SHORT EXERCISE. List each line in the records below that contains the word "crumble".

LISTED RECORDS.
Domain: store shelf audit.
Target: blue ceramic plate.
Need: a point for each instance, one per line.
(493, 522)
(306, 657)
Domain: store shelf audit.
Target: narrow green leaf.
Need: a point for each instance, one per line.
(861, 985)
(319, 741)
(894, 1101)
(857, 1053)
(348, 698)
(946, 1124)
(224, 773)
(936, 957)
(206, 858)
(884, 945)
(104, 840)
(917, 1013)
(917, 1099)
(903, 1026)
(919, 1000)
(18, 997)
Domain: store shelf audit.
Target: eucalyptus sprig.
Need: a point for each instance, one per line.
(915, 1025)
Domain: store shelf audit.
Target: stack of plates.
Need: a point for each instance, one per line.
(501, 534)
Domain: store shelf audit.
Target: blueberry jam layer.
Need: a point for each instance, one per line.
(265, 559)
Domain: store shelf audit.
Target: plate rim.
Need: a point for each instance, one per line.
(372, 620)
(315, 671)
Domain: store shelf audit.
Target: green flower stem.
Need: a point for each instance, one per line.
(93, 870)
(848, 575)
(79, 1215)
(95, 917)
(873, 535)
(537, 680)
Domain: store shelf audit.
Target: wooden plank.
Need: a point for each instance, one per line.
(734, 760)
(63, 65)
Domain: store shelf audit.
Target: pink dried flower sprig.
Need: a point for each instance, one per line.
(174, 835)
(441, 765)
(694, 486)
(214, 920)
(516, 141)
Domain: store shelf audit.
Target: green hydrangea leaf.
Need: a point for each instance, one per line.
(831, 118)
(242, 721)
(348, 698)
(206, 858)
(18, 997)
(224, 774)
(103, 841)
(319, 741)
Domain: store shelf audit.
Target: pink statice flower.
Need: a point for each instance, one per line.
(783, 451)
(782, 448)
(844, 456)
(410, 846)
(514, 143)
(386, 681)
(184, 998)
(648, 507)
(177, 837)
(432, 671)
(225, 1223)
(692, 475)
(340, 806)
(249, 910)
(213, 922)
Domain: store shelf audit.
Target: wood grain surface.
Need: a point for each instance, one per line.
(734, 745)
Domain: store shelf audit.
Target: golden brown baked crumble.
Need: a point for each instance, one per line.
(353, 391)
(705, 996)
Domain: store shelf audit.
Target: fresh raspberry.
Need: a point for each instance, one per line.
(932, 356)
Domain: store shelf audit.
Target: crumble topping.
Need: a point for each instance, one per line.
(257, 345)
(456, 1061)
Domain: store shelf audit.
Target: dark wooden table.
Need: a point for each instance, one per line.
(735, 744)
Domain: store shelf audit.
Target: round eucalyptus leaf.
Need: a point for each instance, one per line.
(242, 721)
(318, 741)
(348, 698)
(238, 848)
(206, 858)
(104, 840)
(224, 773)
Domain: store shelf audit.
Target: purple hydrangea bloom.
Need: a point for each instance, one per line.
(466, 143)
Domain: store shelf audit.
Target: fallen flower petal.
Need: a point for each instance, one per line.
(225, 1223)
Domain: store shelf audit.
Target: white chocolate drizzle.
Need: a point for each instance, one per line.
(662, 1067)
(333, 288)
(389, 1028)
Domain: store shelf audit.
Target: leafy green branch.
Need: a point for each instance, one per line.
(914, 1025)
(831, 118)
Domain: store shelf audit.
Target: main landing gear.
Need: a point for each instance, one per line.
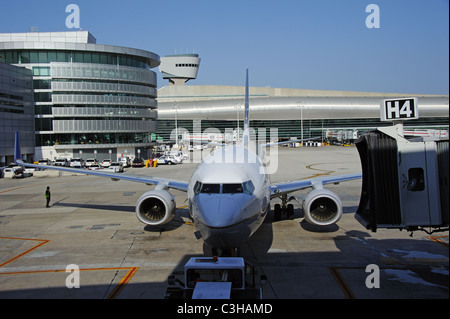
(283, 208)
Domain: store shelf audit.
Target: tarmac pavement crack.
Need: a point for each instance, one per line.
(119, 268)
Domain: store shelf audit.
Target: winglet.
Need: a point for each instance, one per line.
(17, 153)
(246, 135)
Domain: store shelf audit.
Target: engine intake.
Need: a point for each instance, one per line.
(322, 207)
(156, 207)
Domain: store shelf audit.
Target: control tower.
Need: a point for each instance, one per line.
(179, 68)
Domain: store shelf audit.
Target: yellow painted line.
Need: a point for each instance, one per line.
(123, 282)
(131, 270)
(43, 242)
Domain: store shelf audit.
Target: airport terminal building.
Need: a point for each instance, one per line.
(90, 100)
(101, 101)
(293, 112)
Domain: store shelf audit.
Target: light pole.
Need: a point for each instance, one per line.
(237, 106)
(175, 107)
(300, 104)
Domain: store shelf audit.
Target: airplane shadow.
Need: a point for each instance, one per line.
(96, 206)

FINISHED ANSWER.
Target: golden brown baked crumble.
Target: crumble topping.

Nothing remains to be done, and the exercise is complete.